▶ _Task details_:
Copy out the rows with each "mark with" renamed to "label with" and nothing else altered, leaving the pictures out.

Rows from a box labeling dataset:

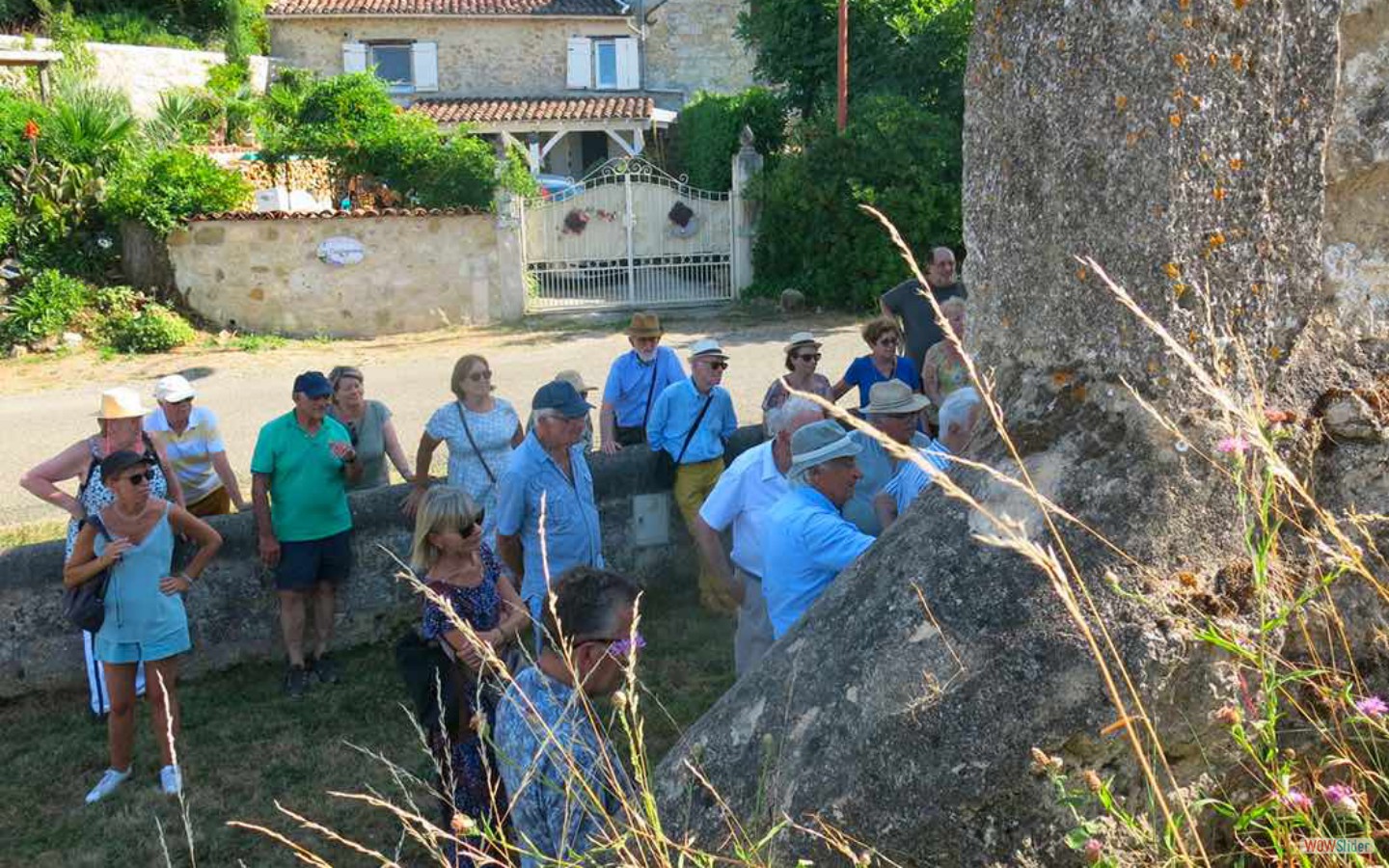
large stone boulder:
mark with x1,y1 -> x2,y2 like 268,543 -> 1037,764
659,0 -> 1385,865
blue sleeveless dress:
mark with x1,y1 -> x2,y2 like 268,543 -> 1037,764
95,504 -> 193,663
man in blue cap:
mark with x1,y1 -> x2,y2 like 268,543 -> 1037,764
498,381 -> 603,641
252,370 -> 361,698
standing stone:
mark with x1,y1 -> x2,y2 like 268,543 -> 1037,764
659,0 -> 1367,865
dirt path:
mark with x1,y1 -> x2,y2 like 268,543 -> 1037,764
0,313 -> 864,527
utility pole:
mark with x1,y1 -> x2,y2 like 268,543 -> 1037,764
839,0 -> 849,132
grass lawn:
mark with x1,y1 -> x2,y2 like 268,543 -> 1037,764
0,582 -> 733,868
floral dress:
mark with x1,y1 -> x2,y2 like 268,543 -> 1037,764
420,544 -> 504,868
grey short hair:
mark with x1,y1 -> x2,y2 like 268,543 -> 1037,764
767,394 -> 825,438
940,386 -> 979,438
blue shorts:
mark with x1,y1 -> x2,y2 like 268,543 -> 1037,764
275,528 -> 351,593
93,624 -> 193,663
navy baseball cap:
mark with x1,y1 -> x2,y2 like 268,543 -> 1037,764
531,379 -> 593,420
294,370 -> 334,397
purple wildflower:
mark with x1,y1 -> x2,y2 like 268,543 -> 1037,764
1215,435 -> 1249,455
1321,783 -> 1360,814
1355,695 -> 1389,717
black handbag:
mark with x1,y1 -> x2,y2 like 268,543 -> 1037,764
63,515 -> 111,634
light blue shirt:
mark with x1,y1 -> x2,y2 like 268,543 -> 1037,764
498,433 -> 603,600
603,346 -> 685,428
646,376 -> 738,464
845,430 -> 931,536
882,440 -> 950,515
763,485 -> 874,638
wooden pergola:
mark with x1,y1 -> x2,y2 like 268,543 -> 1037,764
0,48 -> 63,103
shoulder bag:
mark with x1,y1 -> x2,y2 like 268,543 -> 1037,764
63,515 -> 111,634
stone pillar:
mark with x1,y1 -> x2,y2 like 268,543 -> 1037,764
732,126 -> 763,297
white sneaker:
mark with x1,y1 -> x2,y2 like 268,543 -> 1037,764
160,765 -> 183,796
88,768 -> 130,804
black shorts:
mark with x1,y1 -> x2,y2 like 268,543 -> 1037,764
275,529 -> 351,591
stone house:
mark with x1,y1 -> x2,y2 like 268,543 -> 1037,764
266,0 -> 752,177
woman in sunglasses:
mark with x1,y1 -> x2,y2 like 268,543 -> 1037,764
763,332 -> 834,425
832,316 -> 921,416
405,356 -> 525,546
410,485 -> 531,864
63,450 -> 222,802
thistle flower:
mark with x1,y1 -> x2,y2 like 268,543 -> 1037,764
1321,783 -> 1360,814
1355,695 -> 1389,718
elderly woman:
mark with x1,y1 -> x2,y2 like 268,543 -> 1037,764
405,356 -> 525,546
763,332 -> 834,426
63,451 -> 222,804
831,316 -> 921,405
921,297 -> 969,426
145,373 -> 250,518
328,366 -> 413,492
19,388 -> 183,717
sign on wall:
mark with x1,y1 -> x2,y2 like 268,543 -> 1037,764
318,234 -> 367,265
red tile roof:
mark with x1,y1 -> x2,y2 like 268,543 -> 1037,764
185,208 -> 485,224
265,0 -> 622,16
410,95 -> 656,123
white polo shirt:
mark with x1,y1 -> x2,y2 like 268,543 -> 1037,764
698,440 -> 790,578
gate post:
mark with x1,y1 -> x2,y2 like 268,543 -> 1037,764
732,125 -> 763,299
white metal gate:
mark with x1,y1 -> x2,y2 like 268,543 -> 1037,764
521,157 -> 735,312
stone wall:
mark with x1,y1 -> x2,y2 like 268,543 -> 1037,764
1322,0 -> 1389,336
644,0 -> 757,100
0,426 -> 761,698
0,36 -> 269,118
168,208 -> 525,338
271,16 -> 631,97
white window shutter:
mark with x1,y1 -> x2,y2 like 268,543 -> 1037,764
343,41 -> 367,72
613,38 -> 641,91
410,41 -> 439,93
565,36 -> 593,91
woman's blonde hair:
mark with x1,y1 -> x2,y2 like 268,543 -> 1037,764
410,485 -> 482,575
449,353 -> 487,401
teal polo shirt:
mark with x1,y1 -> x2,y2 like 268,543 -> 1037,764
252,410 -> 351,543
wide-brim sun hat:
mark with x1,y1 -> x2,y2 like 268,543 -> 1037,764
786,332 -> 821,356
790,420 -> 862,474
858,379 -> 931,416
95,386 -> 150,420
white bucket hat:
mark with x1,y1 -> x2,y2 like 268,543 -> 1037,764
790,420 -> 862,475
95,386 -> 150,420
154,373 -> 197,404
858,379 -> 931,416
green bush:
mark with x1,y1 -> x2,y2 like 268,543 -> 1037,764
105,149 -> 252,234
673,88 -> 786,190
100,301 -> 195,353
0,269 -> 92,346
752,97 -> 961,310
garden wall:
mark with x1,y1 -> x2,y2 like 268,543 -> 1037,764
0,425 -> 761,698
0,35 -> 269,118
168,208 -> 525,338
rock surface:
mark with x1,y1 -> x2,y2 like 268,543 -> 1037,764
659,0 -> 1383,865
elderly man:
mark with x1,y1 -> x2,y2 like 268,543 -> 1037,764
599,313 -> 685,455
498,381 -> 603,630
646,338 -> 738,615
252,370 -> 361,698
145,373 -> 249,518
694,395 -> 825,676
878,247 -> 969,370
496,567 -> 646,868
763,420 -> 874,638
845,379 -> 931,536
874,386 -> 979,530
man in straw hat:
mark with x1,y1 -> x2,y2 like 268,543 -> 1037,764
599,312 -> 685,455
646,338 -> 738,615
763,420 -> 874,638
845,379 -> 931,536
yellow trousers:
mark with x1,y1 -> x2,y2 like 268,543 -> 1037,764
673,458 -> 738,615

▶ _Answer_:
large stone boulder:
label with x1,y1 -> x2,y2 like 268,543 -> 1037,764
659,0 -> 1385,865
blue sleeveless dress:
label with x1,y1 -> x2,y2 like 268,543 -> 1037,764
95,504 -> 193,663
man in blue cap:
label with x1,y1 -> x2,y2 like 268,543 -> 1037,764
498,381 -> 603,641
252,370 -> 361,698
standing stone:
label with x1,y1 -> x2,y2 like 268,543 -> 1037,764
659,0 -> 1367,865
dirt path:
label with x1,y1 -> x2,y2 like 268,543 -> 1037,764
0,313 -> 864,527
utility pole:
label with x1,y1 -> x2,y2 like 268,543 -> 1037,764
839,0 -> 849,132
grass lawn:
label with x1,y1 -> x2,y2 like 268,543 -> 1037,764
0,582 -> 733,868
floral dress:
label with x1,y1 -> x2,y2 like 268,543 -> 1037,764
420,544 -> 504,868
grey short hair:
label with x1,y1 -> x2,y2 like 268,543 -> 1037,764
767,394 -> 825,438
940,386 -> 979,438
blue shorts:
label with x1,y1 -> x2,y2 like 268,543 -> 1037,764
275,528 -> 351,593
93,624 -> 193,663
navy baseball cap:
label with x1,y1 -> x2,y2 like 268,543 -> 1037,764
531,379 -> 593,420
294,370 -> 334,397
purple wildflower:
label with x1,y1 -> x2,y2 like 268,543 -> 1037,764
1215,435 -> 1249,455
1321,783 -> 1360,814
1355,695 -> 1389,717
black handbag:
label with x1,y1 -> x2,y2 like 268,543 -> 1037,764
63,515 -> 111,634
light blue shirt:
label with x1,y1 -> x2,y2 like 268,543 -> 1037,764
498,433 -> 603,600
603,346 -> 685,428
646,376 -> 738,464
845,430 -> 931,536
882,440 -> 950,515
763,485 -> 874,638
wooden pergola:
label with x1,y1 -> x2,y2 like 268,543 -> 1037,764
0,48 -> 63,103
shoulder bag:
label with x1,y1 -> x2,y2 like 268,543 -> 1037,764
63,515 -> 111,634
stone pillar:
label with x1,y1 -> x2,y2 like 268,543 -> 1037,764
732,126 -> 763,297
white sneaker:
label with x1,y1 -> x2,y2 like 268,543 -> 1037,764
160,765 -> 183,796
88,768 -> 130,804
black shorts:
label with x1,y1 -> x2,y2 like 268,543 -> 1037,764
275,529 -> 351,591
stone house:
label with x1,y1 -> x2,y2 like 268,543 -> 1037,764
266,0 -> 752,177
woman in sunglasses:
label with x1,y1 -> x2,y2 like 268,543 -> 1037,764
763,332 -> 834,425
832,316 -> 921,416
405,356 -> 525,546
410,485 -> 531,864
63,450 -> 222,802
thistle flower:
label with x1,y1 -> x2,y2 like 268,543 -> 1037,764
1321,783 -> 1360,814
1355,695 -> 1389,718
elderly woman:
label with x1,y1 -> x2,y2 like 268,543 -> 1037,764
405,356 -> 525,546
763,332 -> 834,426
63,451 -> 222,804
831,316 -> 921,405
921,297 -> 969,426
145,373 -> 250,518
328,366 -> 413,492
19,388 -> 183,717
sign on wall:
label with x1,y1 -> x2,y2 like 268,543 -> 1037,764
318,234 -> 367,265
red tile roof:
label with x1,y1 -> x2,y2 like 268,543 -> 1037,764
185,208 -> 485,224
265,0 -> 622,16
410,95 -> 656,123
white polo shirt:
label with x1,y1 -> x2,y2 like 268,543 -> 1037,764
698,440 -> 790,578
gate post:
label with x1,y1 -> x2,y2 like 268,543 -> 1037,764
732,125 -> 763,299
white metal gate:
label with x1,y1 -> x2,y2 like 268,543 -> 1037,764
521,157 -> 735,312
stone wall:
label with x1,y1 -> x2,y2 like 268,543 -> 1037,764
1322,0 -> 1389,336
644,0 -> 757,100
0,426 -> 761,698
0,36 -> 269,118
168,208 -> 525,338
271,16 -> 631,97
white window shutter:
label with x1,y1 -> x2,y2 like 268,543 -> 1037,764
343,41 -> 367,72
613,38 -> 641,91
410,41 -> 439,93
565,36 -> 593,91
woman's blonde hair:
label with x1,y1 -> x2,y2 like 268,543 -> 1037,764
410,485 -> 482,575
449,353 -> 487,401
teal polo shirt:
label with x1,y1 -> x2,y2 like 268,543 -> 1037,764
252,410 -> 351,543
wide-brim sun hat:
label with x1,y1 -> x2,y2 like 268,543 -> 1037,764
786,332 -> 821,356
790,420 -> 862,474
858,379 -> 931,416
95,386 -> 150,420
white bucket hat:
label with x1,y1 -> x2,y2 like 268,543 -> 1037,764
790,420 -> 862,475
95,386 -> 150,420
154,373 -> 197,404
858,379 -> 931,416
green bush:
label with x1,y1 -> x2,y2 like 268,543 -> 1037,764
105,149 -> 252,234
673,88 -> 786,190
100,301 -> 195,353
0,269 -> 92,346
752,97 -> 961,310
garden wall:
label with x1,y1 -> x2,y2 like 268,543 -> 1037,764
0,425 -> 761,698
0,35 -> 269,118
168,208 -> 525,338
rock surface:
label with x1,y1 -> x2,y2 like 268,543 -> 1037,764
659,0 -> 1383,865
elderly man:
label with x1,y1 -> x2,y2 like 268,543 -> 1037,764
599,313 -> 685,455
498,381 -> 603,630
646,338 -> 738,615
252,370 -> 361,698
145,373 -> 249,518
694,395 -> 825,676
878,247 -> 969,370
496,567 -> 646,868
763,420 -> 874,638
845,379 -> 931,536
874,386 -> 979,530
man in straw hat:
label with x1,y1 -> x2,y2 like 268,543 -> 1037,764
599,312 -> 685,455
646,338 -> 738,615
763,420 -> 874,638
845,379 -> 931,536
yellow trousers:
label with x1,y1 -> x2,y2 like 268,543 -> 1037,764
673,458 -> 738,615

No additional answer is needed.